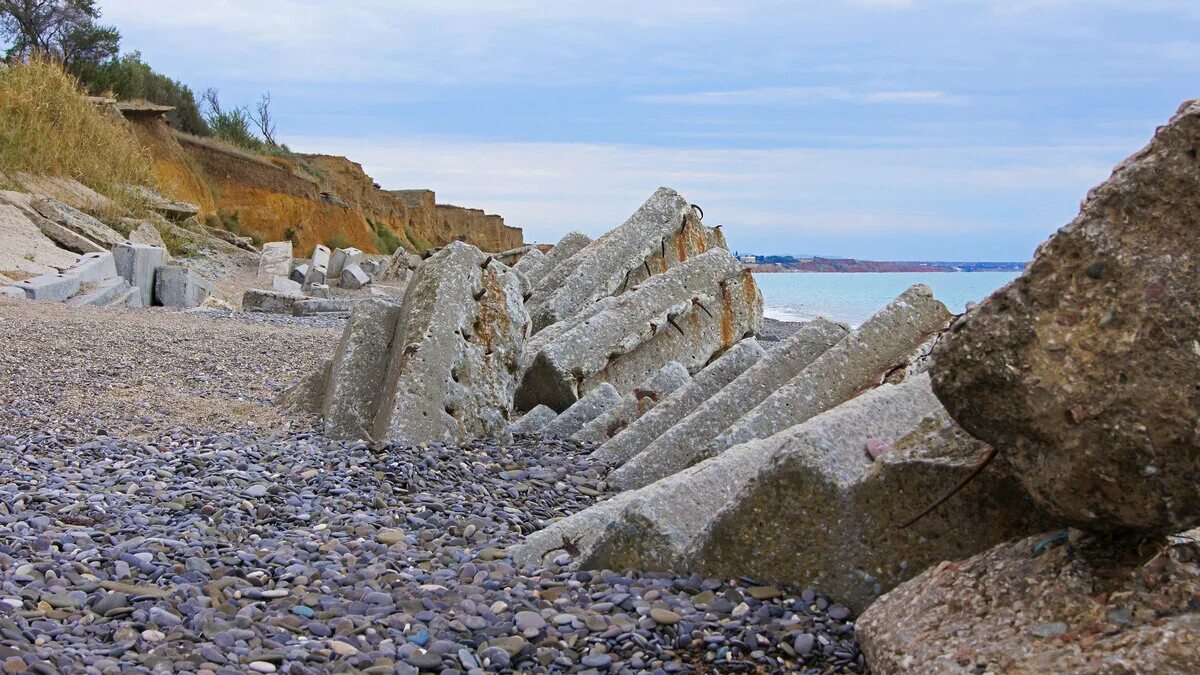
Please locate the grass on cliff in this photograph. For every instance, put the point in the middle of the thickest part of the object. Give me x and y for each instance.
(48, 127)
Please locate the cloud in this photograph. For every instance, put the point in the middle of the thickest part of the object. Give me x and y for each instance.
(799, 95)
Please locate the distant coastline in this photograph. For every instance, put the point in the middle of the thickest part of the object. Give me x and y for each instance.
(790, 264)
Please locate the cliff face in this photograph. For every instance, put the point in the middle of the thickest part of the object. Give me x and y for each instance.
(276, 202)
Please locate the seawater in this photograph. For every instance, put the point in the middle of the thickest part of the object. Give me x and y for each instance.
(853, 298)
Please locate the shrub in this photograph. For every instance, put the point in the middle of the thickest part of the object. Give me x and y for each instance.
(48, 127)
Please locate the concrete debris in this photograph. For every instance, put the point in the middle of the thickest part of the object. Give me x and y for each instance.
(682, 402)
(635, 404)
(687, 314)
(682, 446)
(859, 362)
(573, 419)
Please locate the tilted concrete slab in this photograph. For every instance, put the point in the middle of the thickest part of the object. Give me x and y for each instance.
(683, 401)
(687, 314)
(583, 411)
(862, 360)
(533, 420)
(681, 447)
(355, 382)
(635, 404)
(137, 263)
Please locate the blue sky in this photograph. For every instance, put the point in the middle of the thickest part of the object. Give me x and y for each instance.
(874, 129)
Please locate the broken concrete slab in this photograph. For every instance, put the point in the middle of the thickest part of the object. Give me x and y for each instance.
(342, 258)
(269, 302)
(859, 362)
(682, 446)
(635, 404)
(353, 278)
(77, 221)
(275, 261)
(94, 268)
(102, 293)
(593, 405)
(355, 381)
(533, 420)
(285, 285)
(678, 405)
(137, 263)
(177, 286)
(49, 287)
(687, 314)
(318, 267)
(451, 375)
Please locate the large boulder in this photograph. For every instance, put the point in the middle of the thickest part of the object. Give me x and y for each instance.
(1043, 604)
(663, 233)
(687, 314)
(1084, 370)
(635, 437)
(679, 447)
(880, 347)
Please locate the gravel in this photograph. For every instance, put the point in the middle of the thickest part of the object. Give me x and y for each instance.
(139, 536)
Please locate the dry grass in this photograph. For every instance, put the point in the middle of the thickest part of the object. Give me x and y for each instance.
(48, 127)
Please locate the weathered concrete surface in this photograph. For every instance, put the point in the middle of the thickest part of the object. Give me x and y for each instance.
(1025, 607)
(354, 278)
(102, 293)
(462, 327)
(137, 263)
(342, 258)
(77, 221)
(678, 405)
(1084, 370)
(269, 302)
(355, 381)
(687, 314)
(94, 268)
(593, 405)
(177, 286)
(623, 257)
(285, 285)
(318, 267)
(635, 404)
(859, 362)
(49, 287)
(275, 260)
(533, 420)
(684, 443)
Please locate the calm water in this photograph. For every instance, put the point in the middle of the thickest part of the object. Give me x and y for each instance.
(853, 298)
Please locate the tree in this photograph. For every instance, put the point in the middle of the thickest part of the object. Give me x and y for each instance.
(65, 30)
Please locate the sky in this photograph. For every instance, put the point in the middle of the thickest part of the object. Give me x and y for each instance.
(953, 130)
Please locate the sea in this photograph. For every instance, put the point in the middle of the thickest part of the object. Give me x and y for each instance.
(853, 298)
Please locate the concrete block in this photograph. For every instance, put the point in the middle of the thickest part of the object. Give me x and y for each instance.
(360, 364)
(285, 285)
(678, 405)
(318, 267)
(177, 286)
(354, 278)
(859, 362)
(94, 267)
(342, 258)
(583, 411)
(531, 422)
(687, 314)
(269, 302)
(102, 294)
(634, 405)
(682, 446)
(275, 260)
(137, 263)
(49, 287)
(299, 273)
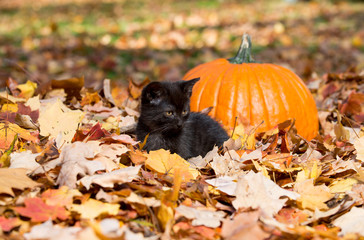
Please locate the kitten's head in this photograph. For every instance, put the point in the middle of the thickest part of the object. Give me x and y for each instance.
(166, 105)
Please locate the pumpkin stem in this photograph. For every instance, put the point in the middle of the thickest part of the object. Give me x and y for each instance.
(244, 53)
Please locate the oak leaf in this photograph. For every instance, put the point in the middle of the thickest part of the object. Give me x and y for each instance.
(351, 222)
(162, 161)
(256, 191)
(9, 130)
(38, 211)
(74, 162)
(93, 208)
(118, 176)
(15, 178)
(56, 118)
(312, 197)
(60, 197)
(6, 224)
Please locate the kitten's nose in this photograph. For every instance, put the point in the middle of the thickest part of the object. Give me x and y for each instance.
(179, 123)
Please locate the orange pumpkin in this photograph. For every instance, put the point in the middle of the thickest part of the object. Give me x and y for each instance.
(239, 87)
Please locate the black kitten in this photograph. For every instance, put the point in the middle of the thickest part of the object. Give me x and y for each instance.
(166, 117)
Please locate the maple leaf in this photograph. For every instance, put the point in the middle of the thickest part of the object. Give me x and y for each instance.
(162, 161)
(55, 118)
(312, 196)
(243, 226)
(47, 230)
(254, 190)
(60, 197)
(74, 161)
(27, 89)
(351, 222)
(119, 176)
(38, 211)
(6, 224)
(9, 130)
(15, 178)
(206, 217)
(24, 159)
(93, 208)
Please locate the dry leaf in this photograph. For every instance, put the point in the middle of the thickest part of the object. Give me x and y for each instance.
(55, 118)
(351, 222)
(47, 230)
(162, 161)
(206, 217)
(93, 208)
(312, 197)
(15, 178)
(74, 161)
(243, 226)
(256, 191)
(25, 160)
(108, 180)
(38, 211)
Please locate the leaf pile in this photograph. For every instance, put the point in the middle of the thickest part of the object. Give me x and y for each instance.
(116, 39)
(71, 167)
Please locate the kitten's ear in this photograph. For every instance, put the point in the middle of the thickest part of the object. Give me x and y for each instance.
(153, 92)
(188, 85)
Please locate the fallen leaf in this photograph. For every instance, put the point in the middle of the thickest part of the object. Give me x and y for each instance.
(108, 180)
(38, 211)
(243, 226)
(93, 208)
(206, 217)
(55, 118)
(256, 191)
(74, 161)
(15, 178)
(24, 159)
(351, 222)
(27, 89)
(47, 230)
(6, 224)
(60, 197)
(312, 197)
(9, 130)
(162, 161)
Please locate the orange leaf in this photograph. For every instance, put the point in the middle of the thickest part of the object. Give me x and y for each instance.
(38, 211)
(6, 224)
(8, 131)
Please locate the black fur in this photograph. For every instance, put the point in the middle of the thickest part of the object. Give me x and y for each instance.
(166, 117)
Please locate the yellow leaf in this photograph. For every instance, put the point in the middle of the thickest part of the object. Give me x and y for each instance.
(162, 161)
(27, 89)
(312, 197)
(56, 118)
(10, 99)
(248, 140)
(165, 215)
(93, 208)
(261, 169)
(9, 107)
(9, 130)
(15, 178)
(342, 186)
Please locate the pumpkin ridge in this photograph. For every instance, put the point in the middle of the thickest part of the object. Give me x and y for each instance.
(277, 84)
(216, 99)
(261, 94)
(303, 94)
(236, 85)
(197, 69)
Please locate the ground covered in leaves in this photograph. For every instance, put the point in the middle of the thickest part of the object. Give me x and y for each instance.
(71, 167)
(70, 164)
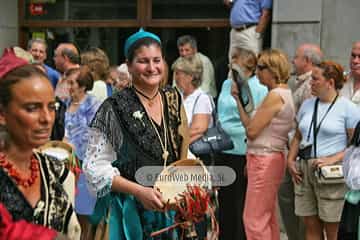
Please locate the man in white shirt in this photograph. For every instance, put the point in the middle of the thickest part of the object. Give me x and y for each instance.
(187, 47)
(351, 88)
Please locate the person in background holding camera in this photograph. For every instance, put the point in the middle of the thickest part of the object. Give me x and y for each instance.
(333, 119)
(232, 198)
(197, 103)
(267, 135)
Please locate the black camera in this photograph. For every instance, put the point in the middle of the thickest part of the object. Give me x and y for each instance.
(305, 151)
(243, 87)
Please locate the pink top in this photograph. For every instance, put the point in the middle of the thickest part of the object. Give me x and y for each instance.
(274, 136)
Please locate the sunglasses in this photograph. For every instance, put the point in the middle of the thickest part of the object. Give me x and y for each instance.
(261, 67)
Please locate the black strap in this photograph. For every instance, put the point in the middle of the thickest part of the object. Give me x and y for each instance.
(213, 113)
(316, 128)
(356, 137)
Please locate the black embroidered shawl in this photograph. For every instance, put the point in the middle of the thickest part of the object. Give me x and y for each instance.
(124, 122)
(53, 209)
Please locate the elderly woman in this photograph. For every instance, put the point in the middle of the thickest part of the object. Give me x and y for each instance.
(197, 103)
(98, 62)
(267, 134)
(319, 204)
(142, 125)
(32, 186)
(232, 198)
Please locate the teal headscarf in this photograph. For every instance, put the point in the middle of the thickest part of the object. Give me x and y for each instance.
(136, 36)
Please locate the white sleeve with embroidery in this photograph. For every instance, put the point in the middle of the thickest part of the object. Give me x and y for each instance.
(97, 164)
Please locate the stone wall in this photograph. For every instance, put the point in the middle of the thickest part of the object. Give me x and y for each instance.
(8, 24)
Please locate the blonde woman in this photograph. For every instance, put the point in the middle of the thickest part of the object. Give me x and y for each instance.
(267, 135)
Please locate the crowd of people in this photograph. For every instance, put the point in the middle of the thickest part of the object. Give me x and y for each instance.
(118, 119)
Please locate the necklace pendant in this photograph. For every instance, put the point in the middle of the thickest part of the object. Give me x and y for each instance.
(165, 155)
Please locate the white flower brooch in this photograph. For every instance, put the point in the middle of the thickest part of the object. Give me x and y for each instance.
(139, 115)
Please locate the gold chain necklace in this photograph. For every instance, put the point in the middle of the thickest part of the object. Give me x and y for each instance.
(165, 154)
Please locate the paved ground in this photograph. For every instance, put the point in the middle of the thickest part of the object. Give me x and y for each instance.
(283, 236)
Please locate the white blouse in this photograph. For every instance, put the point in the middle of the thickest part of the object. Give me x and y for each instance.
(97, 164)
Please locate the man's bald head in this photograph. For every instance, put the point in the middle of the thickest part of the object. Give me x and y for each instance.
(355, 60)
(307, 55)
(66, 56)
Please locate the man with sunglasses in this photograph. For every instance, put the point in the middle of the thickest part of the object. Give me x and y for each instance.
(351, 88)
(248, 19)
(306, 56)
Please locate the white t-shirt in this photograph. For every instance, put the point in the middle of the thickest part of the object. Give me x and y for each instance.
(332, 136)
(203, 105)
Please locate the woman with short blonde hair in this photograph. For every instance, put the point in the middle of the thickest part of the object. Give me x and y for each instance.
(267, 136)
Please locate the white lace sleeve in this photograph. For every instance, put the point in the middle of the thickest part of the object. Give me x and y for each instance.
(97, 164)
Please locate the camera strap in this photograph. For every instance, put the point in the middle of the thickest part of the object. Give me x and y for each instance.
(316, 129)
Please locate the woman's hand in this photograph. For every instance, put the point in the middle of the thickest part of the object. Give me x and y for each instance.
(324, 161)
(150, 198)
(235, 91)
(294, 172)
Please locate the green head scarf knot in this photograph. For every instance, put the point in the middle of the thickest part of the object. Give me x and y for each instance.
(136, 36)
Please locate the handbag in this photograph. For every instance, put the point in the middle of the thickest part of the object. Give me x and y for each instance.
(103, 228)
(351, 163)
(215, 139)
(349, 222)
(331, 174)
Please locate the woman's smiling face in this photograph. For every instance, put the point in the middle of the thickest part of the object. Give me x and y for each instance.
(147, 67)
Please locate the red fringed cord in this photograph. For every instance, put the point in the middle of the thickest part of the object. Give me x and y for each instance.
(191, 208)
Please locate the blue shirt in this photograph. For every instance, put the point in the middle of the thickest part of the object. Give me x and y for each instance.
(53, 75)
(76, 124)
(247, 11)
(332, 136)
(76, 131)
(228, 113)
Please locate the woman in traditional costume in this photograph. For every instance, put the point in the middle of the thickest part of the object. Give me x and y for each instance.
(141, 125)
(33, 188)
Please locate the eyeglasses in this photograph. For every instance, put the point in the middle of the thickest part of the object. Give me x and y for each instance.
(261, 67)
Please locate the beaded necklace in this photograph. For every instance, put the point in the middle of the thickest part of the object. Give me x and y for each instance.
(16, 176)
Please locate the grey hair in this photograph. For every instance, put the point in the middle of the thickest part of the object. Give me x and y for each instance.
(313, 55)
(72, 55)
(187, 39)
(36, 40)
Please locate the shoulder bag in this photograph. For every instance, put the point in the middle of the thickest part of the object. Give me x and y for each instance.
(330, 174)
(215, 139)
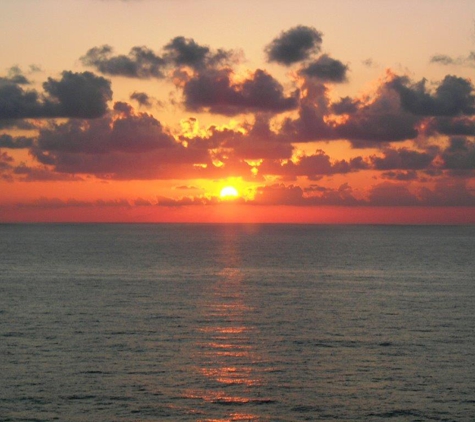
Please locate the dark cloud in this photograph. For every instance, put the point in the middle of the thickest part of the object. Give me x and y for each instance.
(346, 105)
(326, 69)
(123, 145)
(216, 92)
(295, 45)
(379, 122)
(8, 141)
(144, 63)
(42, 174)
(5, 161)
(400, 175)
(451, 193)
(310, 125)
(459, 155)
(142, 98)
(402, 159)
(454, 96)
(312, 166)
(181, 51)
(77, 95)
(141, 62)
(464, 126)
(445, 60)
(127, 132)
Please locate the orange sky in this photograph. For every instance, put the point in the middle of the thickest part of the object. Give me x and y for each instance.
(315, 112)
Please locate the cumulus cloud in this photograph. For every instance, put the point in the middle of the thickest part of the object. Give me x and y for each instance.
(446, 60)
(453, 96)
(464, 126)
(127, 132)
(217, 93)
(142, 98)
(402, 159)
(326, 69)
(459, 155)
(8, 141)
(313, 166)
(75, 95)
(346, 105)
(294, 45)
(5, 160)
(141, 62)
(181, 51)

> [Goal]
Skip the pictures. Please copy exactly the lines from the one with "Please locate the eyeglasses" through the final line of the material above, both ends included.

> [Output for this task]
Please locate the eyeglasses in this photograph. For every instance, put the point in the middle of the thickest part of the object. Give me x and y for each instance.
(261, 67)
Please locate the beaded necklace in this photograph. For every instance, put the point in the middle of the thickest part of the object. Give me x and y for each instance.
(16, 176)
Please locate the grey hair in this photograph. For every instance, put the point in the middle of the thickest part of the object. Give me x and y for each instance.
(313, 55)
(72, 55)
(187, 39)
(36, 40)
Please locate the shoulder bag in this photograph. For every instance, put the point in the middle of the thickest part of the object. Give me x and y for each instance.
(330, 174)
(215, 139)
Please locate the dark cloud in this photograph. For every instance, put the point in the middle of the thickest part of the object. Give me x and y for each instance.
(346, 105)
(326, 69)
(123, 145)
(216, 92)
(295, 45)
(379, 122)
(8, 141)
(144, 63)
(42, 174)
(5, 161)
(400, 175)
(451, 193)
(310, 125)
(459, 155)
(142, 98)
(402, 159)
(454, 96)
(312, 166)
(181, 51)
(77, 95)
(141, 62)
(464, 126)
(445, 60)
(127, 132)
Please locate the orange sky in this photograph. For every instance, put the point in the middle of the thickest part of the object. Give me x and y for each instance.
(315, 112)
Please locate the cumulus cloud in this photograph. For every instance, put the point in the middle of the thickest part of the object. Give me x and y for each instance.
(446, 60)
(453, 96)
(464, 126)
(127, 132)
(217, 93)
(142, 98)
(402, 159)
(326, 69)
(459, 155)
(8, 141)
(313, 166)
(75, 95)
(346, 105)
(294, 45)
(5, 160)
(141, 62)
(181, 51)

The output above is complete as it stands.